> Task brief: Rewrite all the rows below, switching "Please segment" to "Please outline" and leaving everything else unchanged. Omit the pictures.

> Record list:
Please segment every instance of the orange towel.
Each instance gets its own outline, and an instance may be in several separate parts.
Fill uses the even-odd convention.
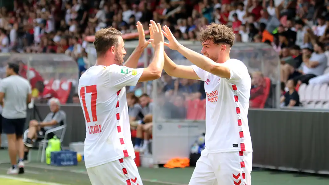
[[[174,158],[169,160],[164,167],[167,168],[185,168],[190,166],[190,159],[188,158]]]

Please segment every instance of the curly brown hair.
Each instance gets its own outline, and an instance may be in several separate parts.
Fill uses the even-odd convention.
[[[201,43],[210,40],[215,44],[225,43],[231,47],[235,40],[235,34],[232,28],[213,23],[201,29],[200,36]]]
[[[102,28],[97,31],[94,41],[97,56],[104,55],[112,46],[117,47],[118,36],[121,35],[122,33],[114,28]]]

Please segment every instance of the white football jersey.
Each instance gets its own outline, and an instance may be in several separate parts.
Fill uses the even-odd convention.
[[[247,117],[250,76],[240,60],[230,59],[223,65],[230,69],[229,79],[192,66],[205,81],[206,149],[210,153],[252,151]]]
[[[135,158],[125,86],[136,85],[143,70],[114,64],[92,66],[81,75],[78,91],[86,119],[86,168]]]

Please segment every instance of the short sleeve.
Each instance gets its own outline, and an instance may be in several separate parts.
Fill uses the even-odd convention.
[[[125,66],[111,65],[106,67],[110,80],[119,89],[127,86],[136,86],[144,71],[143,68],[134,69]]]
[[[207,78],[207,76],[209,72],[200,68],[195,65],[192,66],[192,68],[194,70],[194,72],[196,73],[196,75],[200,78],[199,80],[204,81]]]
[[[227,79],[229,81],[235,81],[241,79],[243,75],[245,74],[244,71],[246,70],[248,73],[248,69],[243,63],[240,60],[236,59],[230,59],[225,62],[223,65],[228,68],[231,73],[230,78]],[[249,74],[248,74],[249,75]]]
[[[136,118],[140,113],[142,112],[142,111],[143,110],[140,106],[135,105],[131,109],[131,111],[129,113],[129,116],[130,117]]]
[[[61,111],[58,111],[55,114],[52,119],[55,120],[58,123],[59,123],[66,119],[66,115]]]
[[[6,83],[3,80],[0,82],[0,92],[5,93],[6,92]]]
[[[327,56],[325,55],[323,55],[323,56],[322,56],[320,59],[319,60],[319,63],[320,64],[327,64]]]

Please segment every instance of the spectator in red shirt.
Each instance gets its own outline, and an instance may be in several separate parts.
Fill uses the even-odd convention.
[[[238,14],[236,13],[234,13],[233,16],[234,21],[232,23],[232,28],[234,31],[234,33],[238,33],[240,30],[239,28],[242,23],[238,19]]]
[[[59,98],[56,91],[52,89],[45,87],[42,81],[37,82],[36,86],[39,91],[38,101],[40,103],[46,103],[48,100],[51,98]]]
[[[19,62],[20,71],[19,74],[22,77],[27,79],[27,65],[21,61]],[[43,78],[41,76],[38,72],[33,67],[30,67],[29,72],[29,76],[30,78],[30,83],[31,84],[32,89],[35,88],[36,84],[38,81],[43,81]]]
[[[264,99],[264,89],[266,85],[264,76],[261,72],[252,74],[251,89],[250,93],[250,106],[253,108],[262,108],[261,105]]]

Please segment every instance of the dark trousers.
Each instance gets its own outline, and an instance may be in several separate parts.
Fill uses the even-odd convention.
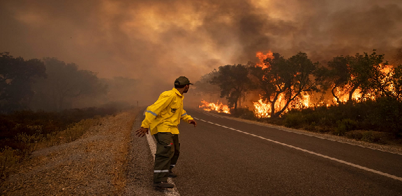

> Full answer:
Please outline every instance of the orange towel.
Each instance gets its own outline, and an instance may be in several separate parts.
Fill uses the even-odd convention.
[[[174,158],[169,160],[164,167],[167,168],[185,168],[190,166],[190,159],[188,158]]]

Please outline every instance of the curly brown hair.
Each instance gets its own outline, and an instance may be in several separate parts.
Fill uses the even-odd convention.
[[[201,43],[210,40],[215,44],[225,43],[231,47],[235,40],[235,34],[232,28],[213,23],[201,29],[200,36]]]
[[[102,28],[97,31],[94,41],[97,56],[104,55],[112,46],[117,47],[118,36],[121,35],[122,33],[114,28]]]

Please outline every instance of the white football jersey.
Each instance gets its own outline, and an instance may be in several separate parts.
Fill uses the even-odd convention.
[[[247,117],[250,76],[240,60],[230,59],[223,65],[230,69],[229,79],[192,66],[205,81],[206,149],[210,153],[252,151]]]
[[[135,158],[125,86],[136,85],[143,70],[114,64],[92,66],[81,75],[78,91],[86,119],[86,168]]]

Please outline every instance of the short sleeve.
Each instance gets its own outline, and an instance may be in several separate parts.
Fill uses the even-odd convention.
[[[125,66],[111,65],[106,67],[110,80],[119,89],[127,86],[136,86],[144,71],[143,68],[134,69]]]
[[[207,78],[207,76],[209,72],[200,68],[195,65],[192,66],[192,68],[194,70],[194,72],[196,73],[196,75],[200,78],[199,80],[204,81]]]
[[[227,79],[229,81],[235,81],[241,79],[243,75],[245,74],[244,71],[246,70],[248,73],[248,69],[243,63],[240,60],[236,59],[230,59],[225,62],[223,65],[228,68],[231,73],[230,78]],[[249,74],[248,74],[249,75]]]
[[[136,118],[140,113],[142,112],[142,111],[143,110],[140,106],[135,105],[131,109],[131,111],[129,113],[129,116],[130,117]]]
[[[61,111],[58,111],[55,114],[52,119],[55,120],[58,123],[59,123],[66,119],[66,115]]]
[[[6,83],[3,80],[0,82],[0,92],[5,93],[6,92]]]
[[[327,56],[325,55],[323,55],[323,56],[322,56],[320,59],[319,60],[319,63],[320,64],[327,64]]]

Please outline every instance of the spectator in red shirt.
Each instance gets its own outline, and an instance may be in several separate parts.
Fill uses the even-odd convention.
[[[238,14],[236,13],[234,13],[233,16],[234,21],[232,23],[232,28],[234,31],[234,33],[238,33],[240,30],[239,28],[242,23],[238,19]]]
[[[59,98],[56,91],[52,89],[45,87],[42,81],[37,82],[36,86],[39,91],[38,101],[40,103],[46,103],[48,100],[51,98]]]
[[[19,62],[20,71],[19,74],[22,77],[27,79],[27,65],[21,61]],[[43,78],[41,76],[38,72],[33,67],[30,67],[29,72],[29,76],[30,78],[30,83],[31,84],[32,89],[35,88],[36,84],[38,81],[43,81]]]
[[[264,99],[264,89],[266,85],[264,76],[261,72],[252,74],[251,89],[250,93],[250,106],[253,108],[262,108],[261,105]]]

Please outline every instance of the dark trousers.
Each instance gets its own outline, and an instance may be in several separate parts.
Fill uses the even-odd convention.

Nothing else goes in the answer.